* _Dataset extract_:
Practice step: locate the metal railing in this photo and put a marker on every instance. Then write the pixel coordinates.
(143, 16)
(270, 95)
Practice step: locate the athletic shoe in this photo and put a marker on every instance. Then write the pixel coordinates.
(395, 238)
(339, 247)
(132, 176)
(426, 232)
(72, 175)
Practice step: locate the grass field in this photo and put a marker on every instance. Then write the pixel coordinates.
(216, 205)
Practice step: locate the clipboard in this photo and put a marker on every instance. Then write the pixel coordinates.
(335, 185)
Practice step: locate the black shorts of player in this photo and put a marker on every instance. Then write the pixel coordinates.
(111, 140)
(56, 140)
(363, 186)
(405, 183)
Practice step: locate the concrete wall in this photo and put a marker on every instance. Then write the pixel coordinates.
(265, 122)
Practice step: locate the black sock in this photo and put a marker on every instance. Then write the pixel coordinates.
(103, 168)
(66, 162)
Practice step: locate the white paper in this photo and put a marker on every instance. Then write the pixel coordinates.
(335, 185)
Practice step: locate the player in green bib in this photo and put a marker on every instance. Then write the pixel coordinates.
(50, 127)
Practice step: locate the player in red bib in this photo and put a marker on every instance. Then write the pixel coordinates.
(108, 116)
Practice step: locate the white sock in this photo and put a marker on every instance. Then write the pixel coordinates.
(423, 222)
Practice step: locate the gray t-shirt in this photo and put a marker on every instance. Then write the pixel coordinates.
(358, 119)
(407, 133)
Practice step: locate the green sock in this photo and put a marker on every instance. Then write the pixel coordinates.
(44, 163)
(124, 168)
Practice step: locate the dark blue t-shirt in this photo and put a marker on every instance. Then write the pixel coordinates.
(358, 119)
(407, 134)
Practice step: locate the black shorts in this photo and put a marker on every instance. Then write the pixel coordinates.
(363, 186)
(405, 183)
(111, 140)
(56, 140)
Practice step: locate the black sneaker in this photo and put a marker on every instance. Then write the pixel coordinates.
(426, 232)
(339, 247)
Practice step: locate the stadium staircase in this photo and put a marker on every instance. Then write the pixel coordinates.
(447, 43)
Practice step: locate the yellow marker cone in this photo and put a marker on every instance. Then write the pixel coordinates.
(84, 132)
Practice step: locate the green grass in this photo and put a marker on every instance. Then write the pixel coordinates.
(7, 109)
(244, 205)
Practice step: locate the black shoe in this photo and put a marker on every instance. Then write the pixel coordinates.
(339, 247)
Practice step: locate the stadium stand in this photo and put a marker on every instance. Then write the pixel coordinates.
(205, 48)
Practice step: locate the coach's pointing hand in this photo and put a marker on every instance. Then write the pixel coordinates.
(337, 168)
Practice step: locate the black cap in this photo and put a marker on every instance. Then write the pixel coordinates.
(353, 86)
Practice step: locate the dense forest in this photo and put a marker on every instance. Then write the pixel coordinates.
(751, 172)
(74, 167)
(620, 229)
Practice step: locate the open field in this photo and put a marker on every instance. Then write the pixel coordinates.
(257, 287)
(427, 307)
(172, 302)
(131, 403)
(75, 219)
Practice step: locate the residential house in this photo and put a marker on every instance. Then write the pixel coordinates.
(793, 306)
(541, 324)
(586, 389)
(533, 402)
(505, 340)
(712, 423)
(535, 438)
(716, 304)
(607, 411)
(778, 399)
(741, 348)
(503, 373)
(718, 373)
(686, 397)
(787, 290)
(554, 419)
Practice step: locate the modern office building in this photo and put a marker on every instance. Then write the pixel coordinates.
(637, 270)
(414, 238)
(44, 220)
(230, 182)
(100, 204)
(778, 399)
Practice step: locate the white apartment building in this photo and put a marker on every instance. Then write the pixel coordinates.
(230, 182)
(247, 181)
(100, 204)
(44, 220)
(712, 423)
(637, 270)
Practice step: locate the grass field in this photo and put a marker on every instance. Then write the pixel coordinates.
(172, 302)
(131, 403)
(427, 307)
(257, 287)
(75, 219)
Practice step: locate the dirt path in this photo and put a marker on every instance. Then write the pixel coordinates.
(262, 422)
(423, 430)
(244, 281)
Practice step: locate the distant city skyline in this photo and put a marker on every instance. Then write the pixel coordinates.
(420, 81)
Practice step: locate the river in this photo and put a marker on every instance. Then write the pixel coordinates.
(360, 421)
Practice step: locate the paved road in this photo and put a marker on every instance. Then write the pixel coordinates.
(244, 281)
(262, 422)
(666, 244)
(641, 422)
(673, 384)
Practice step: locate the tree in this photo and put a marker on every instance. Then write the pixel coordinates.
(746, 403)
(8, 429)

* _Job_:
Rescale every line of the records from the line containing "Practice step: locate the modern" up to and including the last line, and write them all out again. Multiply each coordinate in the answers by 1.9 and round to the nearest whole number, with halves rounded up, and leave the wording of all other lines unchanged.

* _Solved exercise_:
Practice step: locate the modern office building in this photo and put a marker on every instance. Then write the pixel coordinates.
(1210, 513)
(787, 452)
(84, 418)
(437, 346)
(190, 388)
(1478, 758)
Practice step: locate the white apartment building in this photo and put a marker on every instance. Then write the pixel coordinates.
(437, 346)
(469, 344)
(190, 388)
(84, 418)
(1353, 804)
(1210, 513)
Practice step: locate the grass field in this photo and put a marker on every instance. Then write the pixel coordinates.
(327, 574)
(249, 766)
(811, 583)
(488, 545)
(143, 416)
Practice step: locate the dirt path in this photo and put a marker on every instance. Then write the pixel coordinates.
(498, 802)
(804, 817)
(464, 534)
Practice step: locate the distant city skyline in this photo and put a marker on every instance. Then write the pixel coordinates.
(798, 154)
Practice step: locate the river in this photo and put a marker on every instance. Then write the pixel coordinates.
(684, 800)
Practice step: locate the paved road in this photo and put a marker on every instance. Then write the pixel coordinates.
(464, 534)
(498, 802)
(1265, 464)
(1218, 802)
(1279, 730)
Practice step: locate the tree in this photo and put a marker on every instance. Then write the pixel coordinates.
(1417, 766)
(15, 815)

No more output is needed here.